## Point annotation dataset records

----------

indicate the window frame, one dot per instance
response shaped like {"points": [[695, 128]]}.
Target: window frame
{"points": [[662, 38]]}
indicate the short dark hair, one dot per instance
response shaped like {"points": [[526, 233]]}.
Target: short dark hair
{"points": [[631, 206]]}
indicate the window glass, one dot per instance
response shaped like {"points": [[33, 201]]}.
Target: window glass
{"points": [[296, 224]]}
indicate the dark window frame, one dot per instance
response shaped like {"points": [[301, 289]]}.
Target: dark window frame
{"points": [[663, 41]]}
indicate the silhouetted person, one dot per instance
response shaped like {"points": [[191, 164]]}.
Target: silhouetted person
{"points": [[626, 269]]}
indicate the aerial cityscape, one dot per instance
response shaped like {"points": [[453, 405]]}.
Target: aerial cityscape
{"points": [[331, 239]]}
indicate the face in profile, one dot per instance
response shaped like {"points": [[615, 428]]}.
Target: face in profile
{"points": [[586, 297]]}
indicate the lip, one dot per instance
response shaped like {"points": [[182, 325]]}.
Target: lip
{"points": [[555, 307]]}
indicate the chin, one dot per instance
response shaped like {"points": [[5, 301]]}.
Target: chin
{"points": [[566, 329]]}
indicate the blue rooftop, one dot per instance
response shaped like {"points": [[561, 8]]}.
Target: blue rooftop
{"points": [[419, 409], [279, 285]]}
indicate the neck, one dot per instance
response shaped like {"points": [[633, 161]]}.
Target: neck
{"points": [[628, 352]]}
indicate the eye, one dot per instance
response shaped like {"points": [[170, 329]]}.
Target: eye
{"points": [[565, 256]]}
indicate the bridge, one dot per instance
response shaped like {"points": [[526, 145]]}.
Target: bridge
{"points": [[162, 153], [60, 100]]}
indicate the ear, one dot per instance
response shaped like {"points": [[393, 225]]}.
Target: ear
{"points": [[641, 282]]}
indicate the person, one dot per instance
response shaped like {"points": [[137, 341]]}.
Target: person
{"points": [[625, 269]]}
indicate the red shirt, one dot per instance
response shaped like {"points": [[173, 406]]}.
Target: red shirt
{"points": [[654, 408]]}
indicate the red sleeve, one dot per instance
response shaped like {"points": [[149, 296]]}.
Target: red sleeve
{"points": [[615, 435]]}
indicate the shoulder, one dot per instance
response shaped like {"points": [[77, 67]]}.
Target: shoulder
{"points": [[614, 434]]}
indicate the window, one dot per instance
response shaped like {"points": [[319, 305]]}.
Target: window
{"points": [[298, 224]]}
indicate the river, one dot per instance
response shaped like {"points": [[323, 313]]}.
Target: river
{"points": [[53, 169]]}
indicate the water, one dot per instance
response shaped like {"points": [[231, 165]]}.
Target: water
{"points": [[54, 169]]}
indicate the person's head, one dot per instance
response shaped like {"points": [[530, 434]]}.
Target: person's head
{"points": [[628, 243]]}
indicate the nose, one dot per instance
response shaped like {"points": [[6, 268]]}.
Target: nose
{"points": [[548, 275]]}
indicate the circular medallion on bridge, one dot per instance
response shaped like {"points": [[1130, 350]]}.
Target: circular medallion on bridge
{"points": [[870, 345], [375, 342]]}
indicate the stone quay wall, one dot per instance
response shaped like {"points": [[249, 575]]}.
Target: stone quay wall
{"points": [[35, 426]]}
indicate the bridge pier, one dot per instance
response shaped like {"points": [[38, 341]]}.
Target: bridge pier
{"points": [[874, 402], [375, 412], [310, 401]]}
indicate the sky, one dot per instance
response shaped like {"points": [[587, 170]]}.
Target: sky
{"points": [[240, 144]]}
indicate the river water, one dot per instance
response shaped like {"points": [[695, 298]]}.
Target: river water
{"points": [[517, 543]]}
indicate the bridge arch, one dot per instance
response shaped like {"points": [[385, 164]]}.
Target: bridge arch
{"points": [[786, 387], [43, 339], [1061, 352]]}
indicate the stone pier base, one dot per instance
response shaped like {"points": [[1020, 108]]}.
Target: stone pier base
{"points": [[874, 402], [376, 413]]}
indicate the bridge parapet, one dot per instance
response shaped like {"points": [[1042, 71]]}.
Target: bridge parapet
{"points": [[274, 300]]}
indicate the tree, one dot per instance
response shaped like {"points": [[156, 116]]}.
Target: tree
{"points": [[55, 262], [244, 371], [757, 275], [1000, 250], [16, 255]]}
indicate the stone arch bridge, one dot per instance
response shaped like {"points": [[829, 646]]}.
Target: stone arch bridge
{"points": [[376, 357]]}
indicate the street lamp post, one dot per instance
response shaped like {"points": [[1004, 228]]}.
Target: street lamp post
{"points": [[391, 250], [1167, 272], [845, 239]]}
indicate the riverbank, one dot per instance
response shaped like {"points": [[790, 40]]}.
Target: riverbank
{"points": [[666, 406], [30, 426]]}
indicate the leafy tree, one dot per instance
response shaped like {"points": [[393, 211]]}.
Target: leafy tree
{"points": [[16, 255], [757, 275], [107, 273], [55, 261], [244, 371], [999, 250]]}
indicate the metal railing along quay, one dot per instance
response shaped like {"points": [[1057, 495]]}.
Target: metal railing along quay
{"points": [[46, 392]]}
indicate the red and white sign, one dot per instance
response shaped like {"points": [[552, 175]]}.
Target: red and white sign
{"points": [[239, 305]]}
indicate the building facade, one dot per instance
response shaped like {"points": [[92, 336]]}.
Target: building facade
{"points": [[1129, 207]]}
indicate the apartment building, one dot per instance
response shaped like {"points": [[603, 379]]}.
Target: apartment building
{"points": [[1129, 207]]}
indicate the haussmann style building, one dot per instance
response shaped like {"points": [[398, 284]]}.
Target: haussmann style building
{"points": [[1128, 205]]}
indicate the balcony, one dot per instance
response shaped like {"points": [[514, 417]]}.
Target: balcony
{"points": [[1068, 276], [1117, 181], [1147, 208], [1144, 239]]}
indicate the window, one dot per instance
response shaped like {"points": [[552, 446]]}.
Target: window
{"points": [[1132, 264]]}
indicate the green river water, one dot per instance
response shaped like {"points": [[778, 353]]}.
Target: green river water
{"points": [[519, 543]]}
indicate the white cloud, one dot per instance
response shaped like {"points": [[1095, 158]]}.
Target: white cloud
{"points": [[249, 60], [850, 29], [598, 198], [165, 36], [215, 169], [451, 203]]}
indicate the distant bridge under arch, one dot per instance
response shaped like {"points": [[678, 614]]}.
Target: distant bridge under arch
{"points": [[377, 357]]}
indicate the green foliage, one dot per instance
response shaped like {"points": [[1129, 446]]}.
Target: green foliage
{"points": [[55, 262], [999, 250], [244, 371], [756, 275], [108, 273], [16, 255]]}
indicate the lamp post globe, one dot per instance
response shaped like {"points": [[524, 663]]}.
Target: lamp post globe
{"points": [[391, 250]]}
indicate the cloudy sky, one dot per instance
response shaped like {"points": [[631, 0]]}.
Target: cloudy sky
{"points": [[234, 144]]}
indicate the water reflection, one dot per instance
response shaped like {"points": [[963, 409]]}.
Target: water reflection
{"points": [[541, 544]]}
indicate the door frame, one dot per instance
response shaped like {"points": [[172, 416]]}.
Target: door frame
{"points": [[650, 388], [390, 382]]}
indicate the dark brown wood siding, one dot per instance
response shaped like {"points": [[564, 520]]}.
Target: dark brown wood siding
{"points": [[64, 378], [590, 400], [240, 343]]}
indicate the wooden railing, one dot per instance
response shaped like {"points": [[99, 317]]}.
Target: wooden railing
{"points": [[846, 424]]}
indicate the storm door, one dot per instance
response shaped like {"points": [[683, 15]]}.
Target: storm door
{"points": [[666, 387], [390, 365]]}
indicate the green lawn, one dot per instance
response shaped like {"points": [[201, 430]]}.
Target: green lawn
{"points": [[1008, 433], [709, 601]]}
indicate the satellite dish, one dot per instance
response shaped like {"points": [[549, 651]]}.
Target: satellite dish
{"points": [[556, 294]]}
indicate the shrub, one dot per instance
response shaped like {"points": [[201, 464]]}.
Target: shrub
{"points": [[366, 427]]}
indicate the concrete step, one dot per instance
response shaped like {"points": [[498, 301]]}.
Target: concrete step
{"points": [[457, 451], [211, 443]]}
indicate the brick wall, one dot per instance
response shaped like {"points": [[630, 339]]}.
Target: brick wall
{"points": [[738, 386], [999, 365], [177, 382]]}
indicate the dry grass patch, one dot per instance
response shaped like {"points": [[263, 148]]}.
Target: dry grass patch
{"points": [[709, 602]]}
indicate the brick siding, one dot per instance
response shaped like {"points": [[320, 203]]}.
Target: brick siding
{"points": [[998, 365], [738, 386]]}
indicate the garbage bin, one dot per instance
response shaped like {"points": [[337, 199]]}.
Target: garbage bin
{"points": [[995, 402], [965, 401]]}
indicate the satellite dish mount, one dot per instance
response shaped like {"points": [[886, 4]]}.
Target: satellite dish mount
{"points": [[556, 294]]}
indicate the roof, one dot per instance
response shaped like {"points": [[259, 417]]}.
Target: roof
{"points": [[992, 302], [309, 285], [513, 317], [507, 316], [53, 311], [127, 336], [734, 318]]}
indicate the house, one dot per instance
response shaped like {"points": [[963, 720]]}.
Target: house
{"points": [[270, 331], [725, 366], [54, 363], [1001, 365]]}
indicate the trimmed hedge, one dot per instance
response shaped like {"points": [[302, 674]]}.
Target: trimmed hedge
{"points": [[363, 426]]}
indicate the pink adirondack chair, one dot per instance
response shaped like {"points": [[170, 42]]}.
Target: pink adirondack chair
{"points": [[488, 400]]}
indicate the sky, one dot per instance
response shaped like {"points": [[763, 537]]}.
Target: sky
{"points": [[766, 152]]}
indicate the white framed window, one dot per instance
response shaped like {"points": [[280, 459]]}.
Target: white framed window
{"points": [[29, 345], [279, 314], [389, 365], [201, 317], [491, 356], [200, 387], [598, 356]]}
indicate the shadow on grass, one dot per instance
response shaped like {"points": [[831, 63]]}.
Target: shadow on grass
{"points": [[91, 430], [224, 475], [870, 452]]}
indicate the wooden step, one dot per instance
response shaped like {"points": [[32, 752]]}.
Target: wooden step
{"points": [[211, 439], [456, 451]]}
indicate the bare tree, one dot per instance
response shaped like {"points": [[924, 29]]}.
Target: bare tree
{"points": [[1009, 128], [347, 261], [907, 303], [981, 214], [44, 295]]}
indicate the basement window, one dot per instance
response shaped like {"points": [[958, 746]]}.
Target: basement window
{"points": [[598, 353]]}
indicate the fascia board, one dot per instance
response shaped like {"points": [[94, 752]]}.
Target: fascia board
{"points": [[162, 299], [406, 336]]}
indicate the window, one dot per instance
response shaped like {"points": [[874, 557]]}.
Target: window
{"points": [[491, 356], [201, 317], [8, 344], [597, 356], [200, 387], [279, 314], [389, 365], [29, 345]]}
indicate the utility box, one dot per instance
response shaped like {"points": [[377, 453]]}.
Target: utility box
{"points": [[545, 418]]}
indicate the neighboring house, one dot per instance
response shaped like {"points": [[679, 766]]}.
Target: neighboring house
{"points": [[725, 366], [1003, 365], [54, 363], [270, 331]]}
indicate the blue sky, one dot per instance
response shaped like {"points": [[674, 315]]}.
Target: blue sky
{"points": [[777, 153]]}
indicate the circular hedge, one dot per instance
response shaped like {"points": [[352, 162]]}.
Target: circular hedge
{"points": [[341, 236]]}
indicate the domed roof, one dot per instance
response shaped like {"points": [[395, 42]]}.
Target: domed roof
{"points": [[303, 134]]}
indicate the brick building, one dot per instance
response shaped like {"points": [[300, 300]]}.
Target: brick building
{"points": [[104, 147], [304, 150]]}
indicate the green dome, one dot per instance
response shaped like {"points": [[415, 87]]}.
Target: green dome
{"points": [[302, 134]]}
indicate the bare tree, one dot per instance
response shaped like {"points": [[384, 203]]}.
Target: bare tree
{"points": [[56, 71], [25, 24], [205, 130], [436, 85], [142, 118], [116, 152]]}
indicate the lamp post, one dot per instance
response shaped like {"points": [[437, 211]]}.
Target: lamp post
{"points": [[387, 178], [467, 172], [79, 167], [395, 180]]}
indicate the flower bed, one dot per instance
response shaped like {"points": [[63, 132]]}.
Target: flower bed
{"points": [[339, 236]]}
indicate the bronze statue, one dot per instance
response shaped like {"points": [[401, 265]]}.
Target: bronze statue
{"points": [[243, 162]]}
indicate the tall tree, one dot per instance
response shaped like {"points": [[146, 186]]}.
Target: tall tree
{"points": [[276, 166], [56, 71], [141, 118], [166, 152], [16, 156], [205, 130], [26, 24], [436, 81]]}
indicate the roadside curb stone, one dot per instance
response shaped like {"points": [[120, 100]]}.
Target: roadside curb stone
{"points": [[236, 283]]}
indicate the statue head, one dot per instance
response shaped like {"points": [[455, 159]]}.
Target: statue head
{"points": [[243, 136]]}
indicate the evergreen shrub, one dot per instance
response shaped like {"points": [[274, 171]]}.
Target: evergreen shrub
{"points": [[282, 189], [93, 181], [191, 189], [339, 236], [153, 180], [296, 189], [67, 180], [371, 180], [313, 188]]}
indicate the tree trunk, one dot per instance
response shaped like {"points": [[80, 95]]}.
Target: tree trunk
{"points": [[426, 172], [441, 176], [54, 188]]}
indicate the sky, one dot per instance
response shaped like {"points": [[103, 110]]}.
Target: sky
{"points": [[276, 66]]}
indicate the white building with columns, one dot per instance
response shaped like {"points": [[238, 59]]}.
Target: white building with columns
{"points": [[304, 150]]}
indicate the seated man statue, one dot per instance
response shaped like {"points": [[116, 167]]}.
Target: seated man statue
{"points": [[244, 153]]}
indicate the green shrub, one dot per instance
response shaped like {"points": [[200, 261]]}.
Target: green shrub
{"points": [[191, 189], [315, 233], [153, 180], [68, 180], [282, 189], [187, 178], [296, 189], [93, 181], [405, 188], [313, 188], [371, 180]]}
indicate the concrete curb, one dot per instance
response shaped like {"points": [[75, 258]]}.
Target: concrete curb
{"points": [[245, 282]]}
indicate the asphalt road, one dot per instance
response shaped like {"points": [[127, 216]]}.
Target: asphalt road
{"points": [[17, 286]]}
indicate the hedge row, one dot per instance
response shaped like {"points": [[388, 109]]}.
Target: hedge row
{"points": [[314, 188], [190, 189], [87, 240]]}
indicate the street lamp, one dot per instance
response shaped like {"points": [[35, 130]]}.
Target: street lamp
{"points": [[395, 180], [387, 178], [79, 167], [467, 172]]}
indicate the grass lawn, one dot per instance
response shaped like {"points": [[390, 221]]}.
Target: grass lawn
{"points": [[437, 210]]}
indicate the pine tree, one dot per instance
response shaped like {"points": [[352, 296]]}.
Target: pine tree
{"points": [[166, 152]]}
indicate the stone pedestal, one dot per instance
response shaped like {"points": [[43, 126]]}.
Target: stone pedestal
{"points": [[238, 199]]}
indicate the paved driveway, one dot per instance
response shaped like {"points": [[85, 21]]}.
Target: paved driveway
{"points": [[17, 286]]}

----------

## Work to be completed
Beginning with the line that contains "indicate the asphalt", repeat every line through the end of the records and nothing more.

## Solution for this task
indicate the asphalt road, one dot per instance
response shaped like {"points": [[127, 216]]}.
Target: asphalt road
{"points": [[17, 286]]}
indicate the hedge row, one dot per instance
response shaped like {"points": [[388, 109]]}.
Target: hedge row
{"points": [[314, 188], [190, 189], [87, 240]]}
indicate the street lamp, one dot per instance
response shaped like {"points": [[35, 130]]}.
Target: street lamp
{"points": [[395, 180], [387, 178], [79, 167], [467, 172]]}
indicate the grass lawn, one dot per instance
response shaped like {"points": [[390, 221]]}.
Target: grass lawn
{"points": [[437, 210]]}
indicate the pine tree, one dot per instance
response shaped like {"points": [[352, 296]]}.
Target: pine tree
{"points": [[166, 152]]}
indicate the stone pedestal, one dot per instance
response shaped like {"points": [[43, 126]]}.
Target: stone pedestal
{"points": [[238, 199]]}
indicate the paved driveway, one dot per instance
response shaped like {"points": [[85, 21]]}.
Target: paved driveway
{"points": [[17, 286]]}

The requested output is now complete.